■ Activity list
**1)** According to the passage on AI doctors, what two skills does being a good doctor require?
**2)** Print the passage on AI doctors from "It seems like" up to and including "than human doctors!).".
**3)** Carry on the passage on AI doctors from the point where it stops.

(Extract provided Opens)

When I first saw in Star Wars the 2-1B droid, an android programmed to diagnose and treat all kinds of diseases and injuries, I thought it was a mere fantasy. But now, grown up to be a medical student, here I am in the age of that mere fantasy about to become a reality. Attempts utilizing AI in the area of healthcare is already ongoing, and they have actually been quite successful. So, when will human doctors be replaced by AI M.D.?
The coming age of AI M.D.?
It seems like the emerge of AI M.D. is not that far away. Being a good doctor requires two skills: knowledge and experience. Facing a new patient, he instantly integrates what he knows from textbooks with what he experienced in the past, making the best decision. AI would be too good at this game. It would have a massive reference database, and be capable of effectively teaching itself to differentiate diseases and to choose suitable medication through deep learning (and they could get way better than human doctors!).
Nevertheless, I say the AI M.D. takeover will not happen.
Working in the hospital, I’ve seen so many patients who suffer from uncommon symptoms, ineffective treatment, and uncertain causes. Too many whys exist in actual medical practice. Textbooks and work experience do not provide doctors with the answer to every single question. Still, doctors are always responsible for determining the next steps.

(Extract provided Closes)
(Given entries Opens)

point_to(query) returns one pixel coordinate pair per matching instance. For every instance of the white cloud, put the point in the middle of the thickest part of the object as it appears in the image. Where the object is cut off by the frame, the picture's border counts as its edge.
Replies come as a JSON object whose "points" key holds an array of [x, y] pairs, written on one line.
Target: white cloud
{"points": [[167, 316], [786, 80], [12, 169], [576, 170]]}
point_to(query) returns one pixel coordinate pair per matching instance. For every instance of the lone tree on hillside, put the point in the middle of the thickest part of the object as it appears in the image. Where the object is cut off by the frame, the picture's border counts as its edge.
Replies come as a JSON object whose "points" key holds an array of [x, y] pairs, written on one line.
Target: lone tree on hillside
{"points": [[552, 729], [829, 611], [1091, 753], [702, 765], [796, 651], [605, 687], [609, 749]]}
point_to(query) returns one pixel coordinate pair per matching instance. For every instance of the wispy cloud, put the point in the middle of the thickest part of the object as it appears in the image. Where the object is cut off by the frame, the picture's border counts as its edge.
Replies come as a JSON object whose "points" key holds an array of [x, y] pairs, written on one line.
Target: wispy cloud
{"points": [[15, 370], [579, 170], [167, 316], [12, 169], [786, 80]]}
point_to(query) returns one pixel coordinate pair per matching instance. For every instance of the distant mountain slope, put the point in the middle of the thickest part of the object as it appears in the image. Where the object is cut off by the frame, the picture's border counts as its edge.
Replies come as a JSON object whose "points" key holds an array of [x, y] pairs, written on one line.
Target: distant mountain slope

(Given entries Closes)

■ Task-by-task answers
**1)** Knowledge and experience.

**2)**
It seems like the emerge of AI M.D. is not that far away. Being a good doctor requires two skills: knowledge and experience. Facing a new patient, he instantly integrates what he knows from textbooks with what he experienced in the past, making the best decision. AI would be too good at this game. It would have a massive reference database, and be capable of effectively teaching itself to differentiate diseases and to choose suitable medication through deep learning (and they could get way better than human doctors!).

**3)**
Clues can be anywhere: latest research papers, opinions of fellow doctors, or sometimes pure inspiration. We need to look all over for them. However, the essence here is not where to, but how to. What we have, but AI does not, is – this is the third skill essential for a good doctor – the passion and motivation towards unravelling what is yet unknown. Without these, we could never solve the countless mysteries we face in daily clinical practice.
We may rely on AI if the human body is functioning based on biological theory. But when it isn’t (and it usually isn’t), AI does not have any explanatory power. The human body is too weird for AI M.D. to handle. This weirdness is what makes us human, and as long as we stay human, there will be plenty of space for human doctors.